**Texto base**.
━━━━━━
Volví a Hachette, pero ya lo habían vendido… Increíble. Voy a pasar la vida
pensando en ese libro que no quise comprar, va a durar más que el recuerdo de
todos los libros que tengo en la biblioteca.»
La
sentencia de Piglia es exacta. Y surge la sospecha, casi una certeza:
si de pronto no se hubiera despertado en uno el súbito deseo, tan poderoso y
urgente, imperativo, de volver por el libro, éste seguiría en el sosegado
reposo de la librería sin que nadie le prestara atención. Yo recuerdo el título
de los libros, la edición, las librerías, las circunstancias en que no los
compré, y su recuerdo perdura.
Cuando iba
a la preparatoria y mi gusto por los libros manifestaba síntomas preocupantes,
con un amigo que tal vez estaba más alterado que yo, aprendí a esconder los
libros raros o ejemplares únicos dentro del propio estante de la librería, lo
poníamos atrás, con el lomo hacia el fondo para que no pudiera ser
identificado, en un lugar que no le correspondía alfabéticamente para que no lo
encontraran, con la esperanza de que se mantuvieran allí mientras volvíamos por
ellos.
━━━━━━
**Conjunto de datos**.

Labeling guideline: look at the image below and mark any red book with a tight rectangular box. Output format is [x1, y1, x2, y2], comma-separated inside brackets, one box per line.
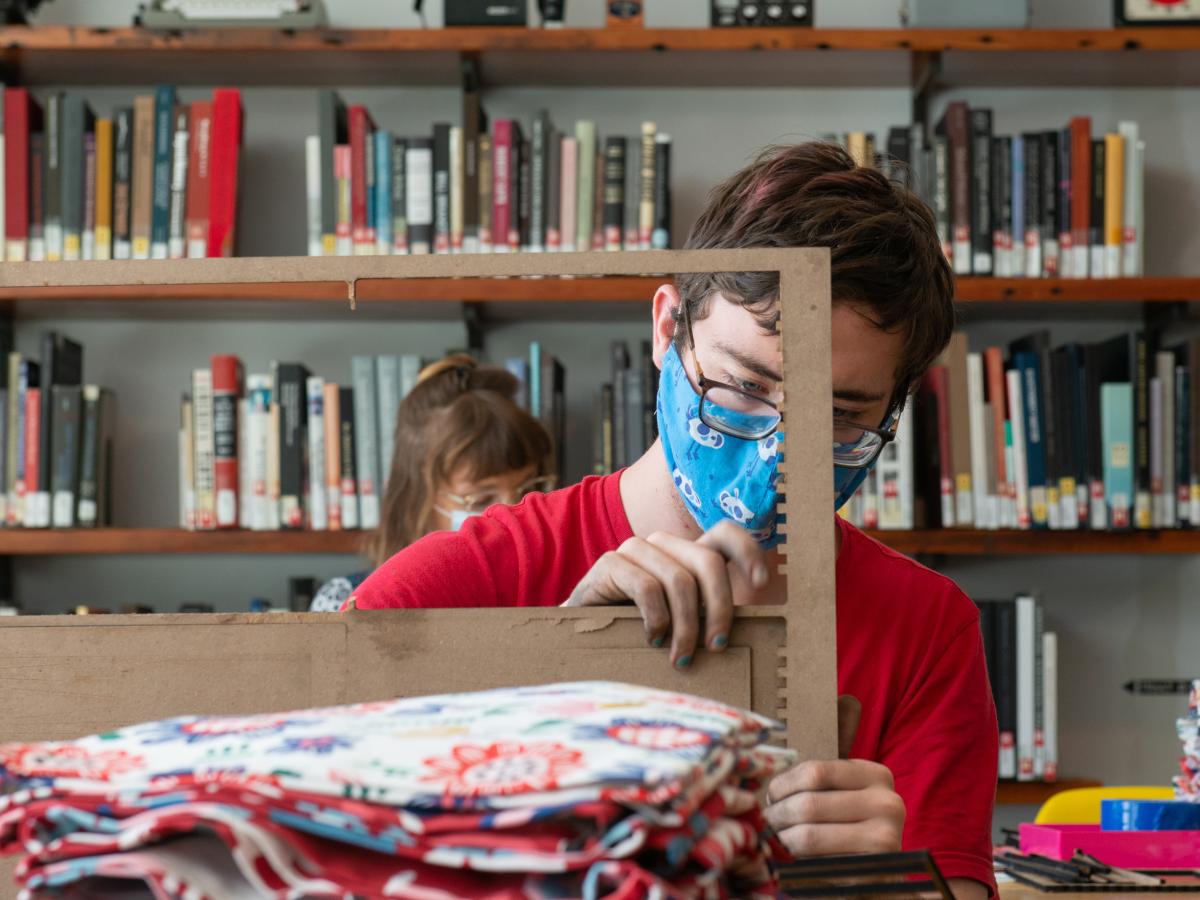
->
[211, 355, 245, 528]
[348, 106, 376, 253]
[208, 88, 242, 257]
[24, 388, 39, 526]
[1070, 115, 1092, 278]
[0, 88, 42, 263]
[492, 119, 512, 253]
[184, 100, 212, 259]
━━━━━━
**Ejercicios**.
1. Según el texto sobre los libros no comprados, ¿dónde escondían los libros raros o ejemplares únicos durante la preparatoria?
2. Prosigue el texto sobre los libros no comprados desde su última oración.

**Soluciones**.
1. Dentro del propio estante de la librería, atrás, con el lomo hacia el fondo y en un lugar que no les correspondía alfabéticamente.

2.
Alguien me
ha dicho que el comprador de ese libro que decidimos no hacerlo nuestro es dos
veces su “legítimo poseedor”. No sólo lo compró, sino también,
y sobre todo, porque no dudó: supo apreciarlo, darse cuenta de su valor (no
hablo del precio) y se lo llevó a casa. Argumento impecable.
Sería
estupendo que este fenómeno sucediera sólo con los libros. Pero me temo que no
es así. En una extrapolación temeraria, podría contar que conozco a uno que vio
a la chica, la conoció, pasó de largo y cuando comprendió cuánto la quería a su
lado y al fin volvió a buscarla, ella ya se había ido.
Sí, es una recurrencia odiosa, lamentable, dolorosa, y no es ningún consuelo
saber que le ha sucedido a muchos, aquí y allá, todo el tiempo.